GOAL: Print the data exactly as it is given, please.

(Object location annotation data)
*-*-*

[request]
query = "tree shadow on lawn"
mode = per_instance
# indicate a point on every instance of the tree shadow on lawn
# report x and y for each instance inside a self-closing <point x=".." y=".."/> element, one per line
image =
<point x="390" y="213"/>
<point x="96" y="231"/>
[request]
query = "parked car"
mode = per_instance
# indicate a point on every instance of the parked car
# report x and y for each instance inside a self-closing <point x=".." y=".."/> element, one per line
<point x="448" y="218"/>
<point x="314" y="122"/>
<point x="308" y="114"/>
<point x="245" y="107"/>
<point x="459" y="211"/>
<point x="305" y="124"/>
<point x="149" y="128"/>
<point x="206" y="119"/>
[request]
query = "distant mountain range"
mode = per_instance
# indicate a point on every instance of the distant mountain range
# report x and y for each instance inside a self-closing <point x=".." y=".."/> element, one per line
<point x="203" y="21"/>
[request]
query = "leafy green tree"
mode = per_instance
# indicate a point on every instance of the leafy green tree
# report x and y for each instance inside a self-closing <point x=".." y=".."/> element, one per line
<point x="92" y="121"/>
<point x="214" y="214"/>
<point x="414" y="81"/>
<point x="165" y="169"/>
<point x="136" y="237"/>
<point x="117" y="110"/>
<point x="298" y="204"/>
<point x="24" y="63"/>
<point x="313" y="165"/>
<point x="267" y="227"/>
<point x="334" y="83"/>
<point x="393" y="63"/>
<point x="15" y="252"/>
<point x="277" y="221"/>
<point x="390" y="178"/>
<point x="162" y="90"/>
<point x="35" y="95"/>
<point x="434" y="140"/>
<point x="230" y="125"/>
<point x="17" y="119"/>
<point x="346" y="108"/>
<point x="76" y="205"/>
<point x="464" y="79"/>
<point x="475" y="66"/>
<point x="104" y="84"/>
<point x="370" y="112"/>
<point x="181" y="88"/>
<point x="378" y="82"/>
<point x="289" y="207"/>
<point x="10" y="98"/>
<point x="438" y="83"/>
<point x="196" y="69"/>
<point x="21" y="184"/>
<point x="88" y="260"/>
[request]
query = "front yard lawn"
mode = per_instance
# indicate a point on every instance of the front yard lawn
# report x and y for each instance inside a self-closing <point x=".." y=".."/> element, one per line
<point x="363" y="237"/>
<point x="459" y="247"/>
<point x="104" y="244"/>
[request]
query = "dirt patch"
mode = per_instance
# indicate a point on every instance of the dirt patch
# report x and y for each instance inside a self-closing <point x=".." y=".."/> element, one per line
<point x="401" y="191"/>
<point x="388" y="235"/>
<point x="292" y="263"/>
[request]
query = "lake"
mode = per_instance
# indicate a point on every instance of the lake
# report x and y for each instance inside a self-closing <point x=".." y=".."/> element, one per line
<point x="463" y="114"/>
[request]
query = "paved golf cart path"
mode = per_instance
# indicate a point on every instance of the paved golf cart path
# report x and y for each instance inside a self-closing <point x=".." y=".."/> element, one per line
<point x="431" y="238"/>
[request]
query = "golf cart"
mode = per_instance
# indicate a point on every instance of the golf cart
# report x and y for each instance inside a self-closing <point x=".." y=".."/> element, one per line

*-*-*

TASK OUTPUT:
[request]
query = "tree shadow on lawn"
mode = per_instance
# indicate a point on every instance of the tree shadow on lawn
# report x and y for each instance inside a self-closing <point x=".." y=".."/> element, one per line
image =
<point x="390" y="213"/>
<point x="96" y="231"/>
[request]
query = "parked car"
mode = per_instance
# indicate a point on every instance of the parked car
# report x and y for each instance inside a self-closing <point x=".." y=".."/> element, one per line
<point x="448" y="218"/>
<point x="314" y="122"/>
<point x="308" y="114"/>
<point x="245" y="107"/>
<point x="459" y="211"/>
<point x="305" y="124"/>
<point x="149" y="128"/>
<point x="206" y="119"/>
[request]
query = "distant mountain range"
mode = per_instance
# indicate a point on every instance of the distant mountain range
# report x and y for each instance inside a self-closing <point x=".." y=".."/> element, one per line
<point x="203" y="21"/>
[request]
query = "leafy green tree"
mode = per_instance
# indicate a point on every instance of the leafy green tree
# report x and y for each instance inside a self-closing <point x=".." y=".."/> element, one per line
<point x="92" y="121"/>
<point x="214" y="214"/>
<point x="414" y="81"/>
<point x="165" y="169"/>
<point x="136" y="237"/>
<point x="117" y="110"/>
<point x="298" y="204"/>
<point x="24" y="63"/>
<point x="313" y="165"/>
<point x="267" y="227"/>
<point x="334" y="83"/>
<point x="393" y="63"/>
<point x="15" y="252"/>
<point x="277" y="221"/>
<point x="390" y="178"/>
<point x="162" y="90"/>
<point x="35" y="95"/>
<point x="434" y="140"/>
<point x="230" y="125"/>
<point x="17" y="119"/>
<point x="346" y="108"/>
<point x="76" y="205"/>
<point x="464" y="79"/>
<point x="475" y="66"/>
<point x="104" y="84"/>
<point x="370" y="112"/>
<point x="181" y="88"/>
<point x="378" y="82"/>
<point x="289" y="207"/>
<point x="10" y="98"/>
<point x="438" y="83"/>
<point x="196" y="69"/>
<point x="21" y="184"/>
<point x="88" y="260"/>
[request]
query = "front yard lawn"
mode = per_instance
# indicate a point on every instance of the front yard lawn
# report x and y for each instance inside a self-closing <point x=".." y=".."/> element, one per line
<point x="363" y="237"/>
<point x="459" y="247"/>
<point x="104" y="244"/>
[request]
query = "dirt patch"
mode = per_instance
# indicate a point on every instance of the dirt patch
# report x and y for each instance inside a self-closing <point x=".." y=".."/> element, one per line
<point x="401" y="191"/>
<point x="388" y="235"/>
<point x="292" y="263"/>
[request]
query = "lake"
mode = per_instance
# indicate a point on every instance of the lake
# report x and y for each instance inside a self-closing <point x=".." y=".."/> element, one per line
<point x="463" y="114"/>
[request]
query = "paved golf cart path"
mode = per_instance
# indicate a point on every instance of the paved golf cart path
# report x and y for each instance inside a self-closing <point x=".." y=".."/> element, one per line
<point x="431" y="238"/>
[request]
query = "golf cart"
mode = per_instance
# indicate a point on every instance of the golf cart
# report x and y for each instance inside a self-closing <point x=".." y=".."/> element, one per line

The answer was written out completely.